Iraq: Time for exit strategy?
http://news.bbc.co.uk/1/hi/world/middle_east/3707499.stm

By Paul Reynolds
BBC News Online world affairs correspondent


Unless Iraq can be stabilised soon, policy planners in both the US and UK may well have to start thinking about an exit strategy.
(イラク情勢がこのまま安定しなければ、米英の政策担当者は撤退戦略について
考慮し始めねばならないであろう)


Already coalition forces are trying to reduce confrontations in the hope that a period of relative calm can emerge in the run-up to the handover to an interim government on 30 June.

This tactic could see the emergence of new combinations of Iraqi security forces in a more complex line-up than the coalition envisaged. It might have no choice but to accept them.

But if the policy does not work and the handover proves to be symbolic only, then attention will have to turn to the circumstances in which troops can first be reduced and then perhaps be withdrawn.

The problem with the current plan for Iraq is that there is no date by which foreign troops will leave.

There is no clear exit strategy.

It is all left open for future decisions by the series of three Iraqi governments due to take over in the coming 18 months:


the appointed caretaker interim government on 30 June
the transitional government to be chosen by an elected national assembly next January
the fully elected government at the start of 2006.
While the caretaker government might not act, since it will be made up of coalition supporters, the assembly elections in December or January could be dominated by the issue, leading to a request by the transitional government for a date to be set for withdrawal or for a process to be started.

But even the caretaker government might start making noises, especially if its members are political leaders rather than the technocrats sought by UN envoy Lakhdar Brahimi, who is heading the effort to set the government up.

Domestic despair

A new factor is also coming into play - growing domestic opposition to the occupation in the US and UK.

This has been fuelled by the disgust and despair at the treatment of Iraqi prisoners and now the beheading of an American civilian. A key lesson of Vietnam was that a war can be lost on the home front as much as on the front line.

There is another potential issue and that is whether, at some stage, the British government might break ranks with Washington and call for a change.

In the meantime, the coalition is trying to develop an interim strategy of reducing tension. This was evident in what happened in Falluja where, despite coalition statements that "foreign fighters and terrorists" would be brought to heel, the city was handed over a new force of old Iraqi soldiers.

Now, General Martin Dempsey, commander of the 1st Armoured Division, says the formula might be tried in other cities.

"We are going to try this model any place that I control right now and I think probably you are going to see some similar approaches across the country," he said.

It is also evident in the handling of the Muslim cleric Moqtada Sadr. General Dempsey has even said that he might hand over security in the holy city of Najaf, where Mr Sadr is based, to a local force which could even include members of the Sadr militia. That would be a significant change indeed.

A senior British official with experience of Iraq said of Moqtada Sadr this week: "The strategy is to get the Iraqis, through the religious authorities, the governors and the provincial councils and the police to act to isolate him."

That is quite a change from the earlier policy of trying to arrest him.

However, the latest policy does not exclude military action from time to time against the Sadr militia where it gets too strong, as has been seen in several cities. The British army took action recently in Amara.

"The coalition has to choose the timing and tactical methods of neutralising these people," the official said. The Americans have been attacking Sadr forces in Karbala.


US officers speak openly

The coalition is bowing to a new reality over security. It cannot impose its will and this is accepted by senior soldiers with experience on the ground.

In a remarkable series of interviews in the Washington Post, senior American army officers have openly expressed doubts about whether the United States will win.

Major General Charles Swannack, commander of the 82nd Airborne Division which was in western Iraq for much of the past year, said that tactically the US was winning but when asked if overall it was losing, replied: "I think strategically we are."

Colonel Paul Hughes, the first director of strategic planning in Iraq after the war, whose brother died in Vietnam said: "Here I am, 30 years later, thinking we will win every fight and lose the war, because we don't understand the war we are in."

Position identification records
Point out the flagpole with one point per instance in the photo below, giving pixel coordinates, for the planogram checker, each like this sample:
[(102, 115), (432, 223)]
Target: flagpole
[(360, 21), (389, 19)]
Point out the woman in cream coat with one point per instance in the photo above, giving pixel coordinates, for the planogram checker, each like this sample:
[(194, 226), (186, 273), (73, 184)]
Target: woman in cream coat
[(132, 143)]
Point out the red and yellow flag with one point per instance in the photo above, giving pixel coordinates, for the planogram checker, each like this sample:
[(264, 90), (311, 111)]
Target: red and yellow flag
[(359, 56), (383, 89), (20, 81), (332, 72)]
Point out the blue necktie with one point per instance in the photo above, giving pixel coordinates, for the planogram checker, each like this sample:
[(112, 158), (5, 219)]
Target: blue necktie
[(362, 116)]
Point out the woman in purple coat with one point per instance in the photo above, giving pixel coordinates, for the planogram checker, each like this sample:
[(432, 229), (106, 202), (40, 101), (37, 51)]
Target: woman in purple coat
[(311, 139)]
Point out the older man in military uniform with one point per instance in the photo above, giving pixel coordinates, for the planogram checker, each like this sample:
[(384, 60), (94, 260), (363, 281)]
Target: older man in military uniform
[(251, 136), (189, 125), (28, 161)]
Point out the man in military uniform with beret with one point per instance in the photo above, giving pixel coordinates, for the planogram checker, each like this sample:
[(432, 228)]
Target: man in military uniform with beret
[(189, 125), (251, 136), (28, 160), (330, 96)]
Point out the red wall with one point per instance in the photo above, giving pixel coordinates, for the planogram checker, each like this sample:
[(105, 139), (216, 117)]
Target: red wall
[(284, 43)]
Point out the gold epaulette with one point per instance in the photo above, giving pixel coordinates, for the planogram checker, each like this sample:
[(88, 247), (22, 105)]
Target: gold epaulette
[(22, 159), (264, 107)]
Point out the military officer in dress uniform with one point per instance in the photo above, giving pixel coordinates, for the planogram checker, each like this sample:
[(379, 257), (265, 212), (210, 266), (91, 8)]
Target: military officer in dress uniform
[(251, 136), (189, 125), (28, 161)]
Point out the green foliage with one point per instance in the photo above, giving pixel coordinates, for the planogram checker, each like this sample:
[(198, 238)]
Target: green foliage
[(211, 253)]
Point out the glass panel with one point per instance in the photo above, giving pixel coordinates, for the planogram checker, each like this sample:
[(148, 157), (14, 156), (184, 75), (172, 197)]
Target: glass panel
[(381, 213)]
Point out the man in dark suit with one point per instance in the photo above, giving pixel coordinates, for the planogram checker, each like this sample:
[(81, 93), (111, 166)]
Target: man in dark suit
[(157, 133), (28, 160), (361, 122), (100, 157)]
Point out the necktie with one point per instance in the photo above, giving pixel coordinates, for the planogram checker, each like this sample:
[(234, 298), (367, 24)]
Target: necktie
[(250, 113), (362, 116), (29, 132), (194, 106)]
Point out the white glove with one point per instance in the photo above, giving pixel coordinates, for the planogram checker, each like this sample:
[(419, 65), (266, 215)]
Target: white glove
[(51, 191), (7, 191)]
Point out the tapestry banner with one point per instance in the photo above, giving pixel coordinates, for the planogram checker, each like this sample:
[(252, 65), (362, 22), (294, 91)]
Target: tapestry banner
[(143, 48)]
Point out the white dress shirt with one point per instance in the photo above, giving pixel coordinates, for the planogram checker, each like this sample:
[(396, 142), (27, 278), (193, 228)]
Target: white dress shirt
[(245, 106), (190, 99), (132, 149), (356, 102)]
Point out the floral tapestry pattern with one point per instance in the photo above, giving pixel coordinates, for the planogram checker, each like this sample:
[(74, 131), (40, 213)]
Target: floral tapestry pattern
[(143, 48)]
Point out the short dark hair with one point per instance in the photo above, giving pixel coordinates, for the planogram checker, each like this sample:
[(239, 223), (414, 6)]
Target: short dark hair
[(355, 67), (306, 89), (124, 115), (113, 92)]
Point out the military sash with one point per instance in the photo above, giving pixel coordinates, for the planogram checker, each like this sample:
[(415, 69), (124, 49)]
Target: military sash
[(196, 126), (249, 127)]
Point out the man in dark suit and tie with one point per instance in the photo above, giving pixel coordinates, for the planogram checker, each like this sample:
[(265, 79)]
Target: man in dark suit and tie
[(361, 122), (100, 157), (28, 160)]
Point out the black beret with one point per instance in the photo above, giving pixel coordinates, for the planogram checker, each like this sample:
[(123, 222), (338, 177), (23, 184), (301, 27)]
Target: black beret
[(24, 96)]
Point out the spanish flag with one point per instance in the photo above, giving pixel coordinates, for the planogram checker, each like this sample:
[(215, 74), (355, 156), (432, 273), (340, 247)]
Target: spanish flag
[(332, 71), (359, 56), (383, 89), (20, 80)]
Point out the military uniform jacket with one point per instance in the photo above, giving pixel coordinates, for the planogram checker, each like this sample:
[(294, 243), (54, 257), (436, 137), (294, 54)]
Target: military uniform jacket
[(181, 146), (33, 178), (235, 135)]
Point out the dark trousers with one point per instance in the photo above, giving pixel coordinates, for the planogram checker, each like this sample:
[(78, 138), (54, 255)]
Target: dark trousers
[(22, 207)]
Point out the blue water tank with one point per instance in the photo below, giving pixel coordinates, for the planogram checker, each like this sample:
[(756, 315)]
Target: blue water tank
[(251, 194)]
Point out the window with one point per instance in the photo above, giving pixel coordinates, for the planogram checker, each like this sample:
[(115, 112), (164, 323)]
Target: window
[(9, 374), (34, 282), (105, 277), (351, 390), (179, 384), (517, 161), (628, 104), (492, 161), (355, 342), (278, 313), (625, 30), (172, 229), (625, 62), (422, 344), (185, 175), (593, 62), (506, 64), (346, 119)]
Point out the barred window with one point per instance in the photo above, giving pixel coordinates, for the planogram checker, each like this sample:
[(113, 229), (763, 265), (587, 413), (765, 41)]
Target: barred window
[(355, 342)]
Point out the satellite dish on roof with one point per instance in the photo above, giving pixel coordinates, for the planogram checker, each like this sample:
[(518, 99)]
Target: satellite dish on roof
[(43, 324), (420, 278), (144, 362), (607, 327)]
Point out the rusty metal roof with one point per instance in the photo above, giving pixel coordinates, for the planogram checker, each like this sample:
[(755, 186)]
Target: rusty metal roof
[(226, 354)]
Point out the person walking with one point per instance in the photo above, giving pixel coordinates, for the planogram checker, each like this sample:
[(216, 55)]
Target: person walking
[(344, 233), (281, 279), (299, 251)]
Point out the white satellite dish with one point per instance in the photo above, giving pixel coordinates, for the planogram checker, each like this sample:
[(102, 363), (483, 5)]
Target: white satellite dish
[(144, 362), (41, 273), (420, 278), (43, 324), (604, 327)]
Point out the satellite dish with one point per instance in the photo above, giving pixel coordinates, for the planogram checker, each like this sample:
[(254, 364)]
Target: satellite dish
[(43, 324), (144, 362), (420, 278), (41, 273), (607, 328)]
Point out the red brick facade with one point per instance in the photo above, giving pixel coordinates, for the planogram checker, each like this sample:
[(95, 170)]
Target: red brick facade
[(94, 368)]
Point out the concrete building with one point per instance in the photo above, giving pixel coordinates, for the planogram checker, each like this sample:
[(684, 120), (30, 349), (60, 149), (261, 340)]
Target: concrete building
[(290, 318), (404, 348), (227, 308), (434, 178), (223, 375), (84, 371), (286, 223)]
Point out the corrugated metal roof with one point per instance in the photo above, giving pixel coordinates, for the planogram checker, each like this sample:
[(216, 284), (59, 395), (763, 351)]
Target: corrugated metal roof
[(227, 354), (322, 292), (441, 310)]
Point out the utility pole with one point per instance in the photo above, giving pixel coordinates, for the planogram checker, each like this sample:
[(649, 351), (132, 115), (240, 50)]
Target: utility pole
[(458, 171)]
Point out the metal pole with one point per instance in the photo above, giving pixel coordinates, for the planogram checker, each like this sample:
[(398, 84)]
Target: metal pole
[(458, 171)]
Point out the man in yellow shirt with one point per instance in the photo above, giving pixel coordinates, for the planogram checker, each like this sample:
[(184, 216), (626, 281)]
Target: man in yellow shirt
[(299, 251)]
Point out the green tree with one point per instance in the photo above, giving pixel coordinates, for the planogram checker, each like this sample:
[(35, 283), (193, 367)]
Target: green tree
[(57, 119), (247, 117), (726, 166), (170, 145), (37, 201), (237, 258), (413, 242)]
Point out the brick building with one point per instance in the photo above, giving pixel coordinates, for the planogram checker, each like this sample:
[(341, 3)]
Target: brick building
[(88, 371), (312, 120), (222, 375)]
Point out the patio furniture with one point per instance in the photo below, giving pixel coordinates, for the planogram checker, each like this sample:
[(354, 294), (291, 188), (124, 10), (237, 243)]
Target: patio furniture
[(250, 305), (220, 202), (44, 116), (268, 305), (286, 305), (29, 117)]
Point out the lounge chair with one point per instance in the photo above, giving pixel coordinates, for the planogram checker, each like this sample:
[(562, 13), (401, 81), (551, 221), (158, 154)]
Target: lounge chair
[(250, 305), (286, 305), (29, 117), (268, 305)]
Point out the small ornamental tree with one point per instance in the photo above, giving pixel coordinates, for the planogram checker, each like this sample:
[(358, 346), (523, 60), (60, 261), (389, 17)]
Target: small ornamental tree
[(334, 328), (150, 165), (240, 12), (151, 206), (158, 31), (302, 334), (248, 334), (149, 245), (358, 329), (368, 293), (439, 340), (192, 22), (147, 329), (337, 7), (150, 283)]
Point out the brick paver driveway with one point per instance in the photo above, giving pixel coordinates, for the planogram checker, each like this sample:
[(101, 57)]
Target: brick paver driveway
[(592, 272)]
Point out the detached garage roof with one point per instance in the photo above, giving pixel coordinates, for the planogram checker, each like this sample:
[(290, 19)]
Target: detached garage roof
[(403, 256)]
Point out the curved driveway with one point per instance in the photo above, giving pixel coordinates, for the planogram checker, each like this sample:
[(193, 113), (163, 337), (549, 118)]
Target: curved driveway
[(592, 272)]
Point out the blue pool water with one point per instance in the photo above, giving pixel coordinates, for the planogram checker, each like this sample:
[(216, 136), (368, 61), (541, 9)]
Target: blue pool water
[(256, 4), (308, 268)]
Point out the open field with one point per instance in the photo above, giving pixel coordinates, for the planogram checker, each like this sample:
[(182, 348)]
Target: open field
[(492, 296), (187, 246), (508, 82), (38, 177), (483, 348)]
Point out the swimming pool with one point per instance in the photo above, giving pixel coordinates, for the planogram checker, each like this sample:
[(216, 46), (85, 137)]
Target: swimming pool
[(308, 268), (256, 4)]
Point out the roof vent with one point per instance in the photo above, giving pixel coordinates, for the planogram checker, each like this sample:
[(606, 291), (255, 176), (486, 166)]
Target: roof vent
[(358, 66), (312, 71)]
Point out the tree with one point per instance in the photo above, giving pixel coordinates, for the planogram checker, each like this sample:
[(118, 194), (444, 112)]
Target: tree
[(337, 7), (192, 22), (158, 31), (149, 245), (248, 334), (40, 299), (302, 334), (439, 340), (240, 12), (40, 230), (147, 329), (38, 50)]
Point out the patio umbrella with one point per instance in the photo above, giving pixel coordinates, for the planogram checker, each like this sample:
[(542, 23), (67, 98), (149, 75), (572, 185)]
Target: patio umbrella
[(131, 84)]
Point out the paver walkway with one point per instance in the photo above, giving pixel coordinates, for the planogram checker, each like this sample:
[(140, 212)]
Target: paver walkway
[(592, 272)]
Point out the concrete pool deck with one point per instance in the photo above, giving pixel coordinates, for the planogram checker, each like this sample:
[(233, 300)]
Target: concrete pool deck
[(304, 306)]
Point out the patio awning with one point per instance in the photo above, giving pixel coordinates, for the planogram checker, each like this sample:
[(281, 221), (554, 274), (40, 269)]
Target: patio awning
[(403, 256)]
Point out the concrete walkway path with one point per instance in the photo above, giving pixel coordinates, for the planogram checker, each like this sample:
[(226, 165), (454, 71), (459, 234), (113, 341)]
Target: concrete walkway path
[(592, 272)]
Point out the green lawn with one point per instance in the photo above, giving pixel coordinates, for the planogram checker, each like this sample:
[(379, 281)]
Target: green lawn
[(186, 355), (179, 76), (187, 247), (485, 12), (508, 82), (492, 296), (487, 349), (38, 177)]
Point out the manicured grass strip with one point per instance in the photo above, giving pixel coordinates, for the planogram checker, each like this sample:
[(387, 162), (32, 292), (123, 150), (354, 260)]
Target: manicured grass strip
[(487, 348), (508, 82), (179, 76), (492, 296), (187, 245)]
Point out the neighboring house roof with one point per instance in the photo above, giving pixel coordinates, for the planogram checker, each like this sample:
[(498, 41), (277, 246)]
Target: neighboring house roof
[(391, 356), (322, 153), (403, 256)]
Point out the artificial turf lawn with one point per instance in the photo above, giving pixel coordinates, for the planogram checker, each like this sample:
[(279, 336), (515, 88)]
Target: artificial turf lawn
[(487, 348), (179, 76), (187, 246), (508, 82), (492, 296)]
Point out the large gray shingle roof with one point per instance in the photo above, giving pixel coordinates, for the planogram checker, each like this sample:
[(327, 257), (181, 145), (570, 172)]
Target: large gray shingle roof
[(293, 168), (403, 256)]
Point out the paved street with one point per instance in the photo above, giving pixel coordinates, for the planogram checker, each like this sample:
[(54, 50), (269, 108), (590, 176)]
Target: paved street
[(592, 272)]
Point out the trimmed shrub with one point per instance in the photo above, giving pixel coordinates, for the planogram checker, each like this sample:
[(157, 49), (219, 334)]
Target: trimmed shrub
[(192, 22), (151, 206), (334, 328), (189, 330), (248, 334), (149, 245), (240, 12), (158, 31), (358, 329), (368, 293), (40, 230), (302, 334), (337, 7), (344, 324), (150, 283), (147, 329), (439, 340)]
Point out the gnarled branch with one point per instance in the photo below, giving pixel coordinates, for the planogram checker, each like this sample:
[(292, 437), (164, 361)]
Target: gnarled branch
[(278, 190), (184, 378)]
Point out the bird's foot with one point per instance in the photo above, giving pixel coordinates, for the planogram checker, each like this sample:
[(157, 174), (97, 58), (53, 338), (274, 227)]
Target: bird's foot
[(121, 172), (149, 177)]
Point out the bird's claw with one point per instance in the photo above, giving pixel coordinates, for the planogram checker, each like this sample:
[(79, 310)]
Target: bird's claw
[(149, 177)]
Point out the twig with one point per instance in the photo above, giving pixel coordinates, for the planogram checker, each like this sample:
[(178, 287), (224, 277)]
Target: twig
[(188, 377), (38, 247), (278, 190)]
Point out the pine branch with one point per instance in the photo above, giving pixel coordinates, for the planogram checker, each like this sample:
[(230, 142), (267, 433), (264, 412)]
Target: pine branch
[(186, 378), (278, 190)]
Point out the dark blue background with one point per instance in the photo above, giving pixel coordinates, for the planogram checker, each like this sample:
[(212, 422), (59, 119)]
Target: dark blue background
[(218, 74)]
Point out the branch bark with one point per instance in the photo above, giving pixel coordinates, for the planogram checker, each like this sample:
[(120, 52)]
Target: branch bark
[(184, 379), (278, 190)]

_EXERCISE TASKS_
1 > List the three Iraqi governments that the article on an Iraq exit strategy says are due to take over in the coming 18 months.
2 > Return, word for word, the passage of the article on an Iraq exit strategy from "A new factor" to "in other cities.".
Use only the article on an Iraq exit strategy when working on these tasks.

_ANSWERS TO EACH TASK_
1 >
- The appointed caretaker interim government on 30 June
- The transitional government to be chosen by an elected national assembly next January
- The fully elected government at the start of 2006

2 >
A new factor is also coming into play - growing domestic opposition to the occupation in the US and UK.

This has been fuelled by the disgust and despair at the treatment of Iraqi prisoners and now the beheading of an American civilian. A key lesson of Vietnam was that a war can be lost on the home front as much as on the front line.

There is another potential issue and that is whether, at some stage, the British government might break ranks with Washington and call for a change.

In the meantime, the coalition is trying to develop an interim strategy of reducing tension. This was evident in what happened in Falluja where, despite coalition statements that "foreign fighters and terrorists" would be brought to heel, the city was handed over a new force of old Iraqi soldiers.

Now, General Martin Dempsey, commander of the 1st Armoured Division, says the formula might be tried in other cities.